[About this task] Starting with the line that holds "Category: cloud", copy out each remaining line of the listing below, up to and including the last one, and include nothing else.

[Entries shown]

■ ■ ■ ■

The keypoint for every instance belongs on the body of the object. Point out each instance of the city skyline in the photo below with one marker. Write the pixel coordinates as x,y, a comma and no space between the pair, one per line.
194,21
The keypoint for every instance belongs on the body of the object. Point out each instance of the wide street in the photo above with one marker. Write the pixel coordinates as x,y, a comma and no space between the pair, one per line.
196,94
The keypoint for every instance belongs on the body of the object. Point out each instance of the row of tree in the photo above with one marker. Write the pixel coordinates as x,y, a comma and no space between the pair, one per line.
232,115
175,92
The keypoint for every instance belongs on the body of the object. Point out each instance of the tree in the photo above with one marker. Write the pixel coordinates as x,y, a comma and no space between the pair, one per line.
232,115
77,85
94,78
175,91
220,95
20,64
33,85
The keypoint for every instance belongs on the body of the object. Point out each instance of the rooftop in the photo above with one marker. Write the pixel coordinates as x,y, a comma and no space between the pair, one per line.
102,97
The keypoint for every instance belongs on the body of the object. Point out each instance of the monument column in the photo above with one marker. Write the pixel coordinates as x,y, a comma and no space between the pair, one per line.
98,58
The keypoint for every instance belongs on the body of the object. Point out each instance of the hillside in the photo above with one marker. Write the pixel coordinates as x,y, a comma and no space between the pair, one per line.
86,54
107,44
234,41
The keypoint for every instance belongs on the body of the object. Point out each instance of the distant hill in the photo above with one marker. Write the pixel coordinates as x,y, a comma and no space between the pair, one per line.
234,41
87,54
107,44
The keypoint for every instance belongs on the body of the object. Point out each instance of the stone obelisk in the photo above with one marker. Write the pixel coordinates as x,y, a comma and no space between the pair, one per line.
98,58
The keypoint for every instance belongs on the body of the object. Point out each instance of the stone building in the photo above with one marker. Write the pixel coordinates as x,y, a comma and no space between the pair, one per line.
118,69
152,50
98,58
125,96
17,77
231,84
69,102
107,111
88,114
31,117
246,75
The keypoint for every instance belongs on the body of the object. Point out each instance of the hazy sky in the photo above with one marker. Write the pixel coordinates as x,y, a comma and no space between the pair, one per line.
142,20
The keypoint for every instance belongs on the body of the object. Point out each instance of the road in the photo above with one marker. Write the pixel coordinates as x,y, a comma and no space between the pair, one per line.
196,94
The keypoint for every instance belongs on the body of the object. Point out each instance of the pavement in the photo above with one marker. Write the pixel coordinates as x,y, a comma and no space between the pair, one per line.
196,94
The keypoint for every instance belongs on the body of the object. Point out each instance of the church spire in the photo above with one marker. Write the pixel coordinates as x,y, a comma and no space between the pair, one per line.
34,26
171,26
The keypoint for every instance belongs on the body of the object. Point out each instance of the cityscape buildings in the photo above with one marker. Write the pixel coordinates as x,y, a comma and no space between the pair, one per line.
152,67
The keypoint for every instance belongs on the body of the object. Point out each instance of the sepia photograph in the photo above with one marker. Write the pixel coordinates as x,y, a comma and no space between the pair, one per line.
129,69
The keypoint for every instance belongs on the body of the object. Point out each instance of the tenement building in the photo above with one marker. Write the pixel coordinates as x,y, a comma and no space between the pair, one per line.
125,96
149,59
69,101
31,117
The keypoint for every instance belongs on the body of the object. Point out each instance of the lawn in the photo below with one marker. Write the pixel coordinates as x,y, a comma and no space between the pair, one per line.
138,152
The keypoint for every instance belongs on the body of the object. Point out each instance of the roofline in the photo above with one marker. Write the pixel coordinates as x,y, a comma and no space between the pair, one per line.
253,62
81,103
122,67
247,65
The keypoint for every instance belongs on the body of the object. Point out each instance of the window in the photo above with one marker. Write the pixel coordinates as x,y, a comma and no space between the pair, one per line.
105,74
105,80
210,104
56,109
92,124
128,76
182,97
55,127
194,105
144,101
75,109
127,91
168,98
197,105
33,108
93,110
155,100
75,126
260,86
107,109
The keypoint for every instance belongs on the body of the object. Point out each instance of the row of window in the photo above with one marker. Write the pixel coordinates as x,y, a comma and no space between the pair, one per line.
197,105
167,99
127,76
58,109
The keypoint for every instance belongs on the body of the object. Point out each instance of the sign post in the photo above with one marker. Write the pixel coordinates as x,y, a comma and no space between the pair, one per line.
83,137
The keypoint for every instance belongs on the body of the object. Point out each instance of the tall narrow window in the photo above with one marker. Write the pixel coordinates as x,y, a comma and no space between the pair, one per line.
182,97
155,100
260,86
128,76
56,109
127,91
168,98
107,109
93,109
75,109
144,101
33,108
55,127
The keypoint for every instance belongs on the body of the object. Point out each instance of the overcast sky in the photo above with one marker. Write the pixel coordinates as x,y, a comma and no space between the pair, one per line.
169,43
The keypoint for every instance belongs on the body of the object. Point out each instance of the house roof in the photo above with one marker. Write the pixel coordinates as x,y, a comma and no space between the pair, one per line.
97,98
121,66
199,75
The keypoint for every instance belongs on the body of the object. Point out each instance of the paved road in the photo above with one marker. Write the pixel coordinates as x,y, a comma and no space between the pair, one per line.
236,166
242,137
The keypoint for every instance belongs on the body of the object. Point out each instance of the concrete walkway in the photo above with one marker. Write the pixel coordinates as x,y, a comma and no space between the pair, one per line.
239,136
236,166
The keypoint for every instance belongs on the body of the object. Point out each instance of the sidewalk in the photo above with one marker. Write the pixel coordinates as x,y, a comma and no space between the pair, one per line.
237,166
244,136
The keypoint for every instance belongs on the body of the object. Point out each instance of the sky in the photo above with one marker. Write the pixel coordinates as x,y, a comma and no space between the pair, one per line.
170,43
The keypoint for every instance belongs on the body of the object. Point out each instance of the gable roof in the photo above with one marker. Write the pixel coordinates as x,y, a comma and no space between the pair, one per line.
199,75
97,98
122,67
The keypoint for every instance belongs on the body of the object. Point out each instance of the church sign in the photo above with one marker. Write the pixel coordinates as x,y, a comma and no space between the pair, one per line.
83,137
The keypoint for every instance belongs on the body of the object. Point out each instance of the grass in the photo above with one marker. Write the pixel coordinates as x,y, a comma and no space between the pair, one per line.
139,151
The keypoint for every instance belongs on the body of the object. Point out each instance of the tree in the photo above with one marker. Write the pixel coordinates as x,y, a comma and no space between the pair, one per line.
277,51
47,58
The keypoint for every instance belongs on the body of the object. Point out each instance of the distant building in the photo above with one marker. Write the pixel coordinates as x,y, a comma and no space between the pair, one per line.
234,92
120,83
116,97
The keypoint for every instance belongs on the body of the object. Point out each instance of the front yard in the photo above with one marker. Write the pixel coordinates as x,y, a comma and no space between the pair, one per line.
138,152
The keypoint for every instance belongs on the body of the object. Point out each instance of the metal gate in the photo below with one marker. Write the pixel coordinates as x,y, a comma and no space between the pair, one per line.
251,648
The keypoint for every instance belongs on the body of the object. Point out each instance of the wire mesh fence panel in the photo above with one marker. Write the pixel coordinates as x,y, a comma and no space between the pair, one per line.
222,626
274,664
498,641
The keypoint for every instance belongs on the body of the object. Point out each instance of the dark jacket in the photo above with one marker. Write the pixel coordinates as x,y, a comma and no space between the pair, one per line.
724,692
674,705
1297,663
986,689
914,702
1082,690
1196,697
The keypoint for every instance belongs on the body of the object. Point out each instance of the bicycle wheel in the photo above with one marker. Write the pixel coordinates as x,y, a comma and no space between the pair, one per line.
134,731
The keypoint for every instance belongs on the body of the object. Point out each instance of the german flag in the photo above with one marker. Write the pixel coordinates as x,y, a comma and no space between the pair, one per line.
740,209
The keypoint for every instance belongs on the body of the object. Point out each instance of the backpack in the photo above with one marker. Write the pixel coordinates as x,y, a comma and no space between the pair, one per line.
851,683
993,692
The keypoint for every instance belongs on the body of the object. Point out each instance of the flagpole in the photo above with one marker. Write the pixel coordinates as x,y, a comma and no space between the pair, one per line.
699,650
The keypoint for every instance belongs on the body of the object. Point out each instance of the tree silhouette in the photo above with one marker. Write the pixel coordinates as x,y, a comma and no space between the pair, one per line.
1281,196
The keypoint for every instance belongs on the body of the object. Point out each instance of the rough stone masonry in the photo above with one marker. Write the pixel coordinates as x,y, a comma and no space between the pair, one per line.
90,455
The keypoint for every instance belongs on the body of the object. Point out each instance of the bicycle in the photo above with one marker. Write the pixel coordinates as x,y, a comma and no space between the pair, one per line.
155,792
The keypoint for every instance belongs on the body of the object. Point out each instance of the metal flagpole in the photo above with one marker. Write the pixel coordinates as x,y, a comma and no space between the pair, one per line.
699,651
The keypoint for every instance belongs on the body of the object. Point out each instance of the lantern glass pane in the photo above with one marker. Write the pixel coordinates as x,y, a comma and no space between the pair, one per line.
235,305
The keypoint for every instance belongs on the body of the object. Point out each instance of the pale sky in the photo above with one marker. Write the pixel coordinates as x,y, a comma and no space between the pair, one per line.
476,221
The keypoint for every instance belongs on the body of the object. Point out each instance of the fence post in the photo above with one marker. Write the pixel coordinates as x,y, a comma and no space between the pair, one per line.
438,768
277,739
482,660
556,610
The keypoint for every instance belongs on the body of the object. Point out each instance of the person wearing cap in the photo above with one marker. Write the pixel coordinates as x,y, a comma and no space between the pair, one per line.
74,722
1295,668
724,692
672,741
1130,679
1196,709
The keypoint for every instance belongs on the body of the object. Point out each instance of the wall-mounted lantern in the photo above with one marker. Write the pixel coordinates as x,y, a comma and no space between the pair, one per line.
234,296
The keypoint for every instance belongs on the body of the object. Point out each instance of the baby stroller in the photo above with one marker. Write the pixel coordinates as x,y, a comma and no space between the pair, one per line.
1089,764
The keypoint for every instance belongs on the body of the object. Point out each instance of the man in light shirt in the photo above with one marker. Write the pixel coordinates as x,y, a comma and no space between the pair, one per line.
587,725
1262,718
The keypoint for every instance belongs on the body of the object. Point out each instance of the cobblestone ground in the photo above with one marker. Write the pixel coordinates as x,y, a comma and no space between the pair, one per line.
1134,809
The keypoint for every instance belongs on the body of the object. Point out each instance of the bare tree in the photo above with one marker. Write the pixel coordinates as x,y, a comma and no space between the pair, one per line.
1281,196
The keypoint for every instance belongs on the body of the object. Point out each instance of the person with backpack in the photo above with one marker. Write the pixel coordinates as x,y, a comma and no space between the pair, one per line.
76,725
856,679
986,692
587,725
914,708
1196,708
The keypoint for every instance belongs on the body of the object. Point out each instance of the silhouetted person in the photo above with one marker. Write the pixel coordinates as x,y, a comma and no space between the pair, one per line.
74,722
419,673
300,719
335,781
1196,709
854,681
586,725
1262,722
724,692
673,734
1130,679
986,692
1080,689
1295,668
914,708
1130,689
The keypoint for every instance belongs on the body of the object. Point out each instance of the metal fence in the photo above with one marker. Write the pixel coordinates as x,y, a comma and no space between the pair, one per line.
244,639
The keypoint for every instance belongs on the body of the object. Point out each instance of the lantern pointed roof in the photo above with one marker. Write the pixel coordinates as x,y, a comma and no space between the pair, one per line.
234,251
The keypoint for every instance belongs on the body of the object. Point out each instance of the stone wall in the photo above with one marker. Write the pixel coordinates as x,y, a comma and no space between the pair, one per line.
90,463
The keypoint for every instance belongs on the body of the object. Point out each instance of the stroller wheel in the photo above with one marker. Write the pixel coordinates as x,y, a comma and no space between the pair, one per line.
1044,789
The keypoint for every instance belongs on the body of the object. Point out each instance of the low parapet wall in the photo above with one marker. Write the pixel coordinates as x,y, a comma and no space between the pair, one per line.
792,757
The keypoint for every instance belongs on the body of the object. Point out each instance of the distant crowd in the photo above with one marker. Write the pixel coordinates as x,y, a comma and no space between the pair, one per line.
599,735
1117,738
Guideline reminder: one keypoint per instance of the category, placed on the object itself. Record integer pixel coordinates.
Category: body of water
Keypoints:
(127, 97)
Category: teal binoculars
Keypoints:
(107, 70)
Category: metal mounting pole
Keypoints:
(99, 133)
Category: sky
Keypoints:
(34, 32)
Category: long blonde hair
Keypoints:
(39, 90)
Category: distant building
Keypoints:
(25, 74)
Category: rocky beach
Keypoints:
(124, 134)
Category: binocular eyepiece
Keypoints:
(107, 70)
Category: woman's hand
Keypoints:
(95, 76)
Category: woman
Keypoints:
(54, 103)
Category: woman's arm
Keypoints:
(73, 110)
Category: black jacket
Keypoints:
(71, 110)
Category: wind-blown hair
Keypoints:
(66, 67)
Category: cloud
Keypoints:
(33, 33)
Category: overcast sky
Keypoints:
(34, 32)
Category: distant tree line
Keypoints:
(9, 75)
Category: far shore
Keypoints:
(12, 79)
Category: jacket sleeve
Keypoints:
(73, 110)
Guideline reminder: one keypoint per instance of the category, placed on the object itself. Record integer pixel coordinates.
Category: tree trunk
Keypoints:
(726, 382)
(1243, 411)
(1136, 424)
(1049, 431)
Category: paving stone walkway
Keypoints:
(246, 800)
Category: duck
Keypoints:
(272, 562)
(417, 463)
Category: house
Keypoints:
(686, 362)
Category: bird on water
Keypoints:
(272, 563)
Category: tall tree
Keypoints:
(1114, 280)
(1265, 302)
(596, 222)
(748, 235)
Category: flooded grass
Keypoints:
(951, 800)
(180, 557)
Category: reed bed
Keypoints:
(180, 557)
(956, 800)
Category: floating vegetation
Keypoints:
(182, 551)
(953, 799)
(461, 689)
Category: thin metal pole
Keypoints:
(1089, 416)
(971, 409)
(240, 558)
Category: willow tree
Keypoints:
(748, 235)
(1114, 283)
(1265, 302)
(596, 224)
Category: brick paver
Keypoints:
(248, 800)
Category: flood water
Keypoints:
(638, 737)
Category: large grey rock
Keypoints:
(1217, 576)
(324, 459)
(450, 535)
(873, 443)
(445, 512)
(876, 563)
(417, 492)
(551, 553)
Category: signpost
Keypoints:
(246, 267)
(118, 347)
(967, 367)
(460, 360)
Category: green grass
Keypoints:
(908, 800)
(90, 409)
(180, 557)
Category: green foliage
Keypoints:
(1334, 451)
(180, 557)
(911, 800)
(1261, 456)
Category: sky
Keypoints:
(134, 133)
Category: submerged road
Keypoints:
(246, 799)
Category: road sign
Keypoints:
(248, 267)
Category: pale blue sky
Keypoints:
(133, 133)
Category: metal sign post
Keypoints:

■ ■ ■ ■

[Answer section]
Category: cloud
Keypoints:
(33, 33)
Category: overcast sky
Keypoints:
(34, 32)
Category: distant tree line
Keypoints:
(9, 75)
Category: far shore
Keypoints:
(12, 79)
Category: jacket sleeve
Keypoints:
(73, 110)
Guideline reminder: one keypoint per instance of the category, placed on the object itself. Record integer pixel coordinates.
Category: tree trunk
Keypoints:
(726, 382)
(1243, 411)
(1136, 424)
(1049, 431)
Category: paving stone walkway
Keypoints:
(246, 800)
Category: duck
Keypoints:
(272, 562)
(417, 463)
Category: house
Keypoints:
(686, 362)
Category: bird on water
Keypoints:
(272, 563)
Category: tall tree
Keypoints:
(1114, 280)
(1265, 302)
(596, 222)
(748, 235)
Category: flooded grass
Keypoints:
(951, 800)
(180, 557)
Category: reed bed
Keypoints:
(180, 557)
(956, 800)
Category: floating vegetation
Keypoints:
(182, 551)
(953, 799)
(461, 689)
Category: thin metal pole
Keypoints:
(1089, 416)
(971, 409)
(240, 558)
Category: willow tree
Keypoints:
(748, 235)
(1114, 283)
(1265, 302)
(596, 224)
Category: brick paver
Keypoints:
(248, 800)
Category: flood water
Keypoints:
(638, 737)
Category: large grey rock
Keypoints:
(1217, 576)
(324, 459)
(450, 535)
(873, 443)
(445, 512)
(876, 563)
(417, 492)
(551, 553)
Category: signpost
Keypoints:
(246, 267)
(118, 347)
(967, 367)
(460, 360)
Category: green grass
Keypoints:
(908, 800)
(90, 409)
(180, 557)
Category: green foliage
Keypoints:
(1334, 451)
(180, 557)
(911, 800)
(1261, 456)
Category: sky
Keypoints:
(134, 133)
Category: submerged road
Keypoints:
(246, 799)
Category: road sign
Keypoints:
(248, 267)
Category: pale blue sky
Keypoints:
(133, 133)
Category: metal sign post
Keypoints:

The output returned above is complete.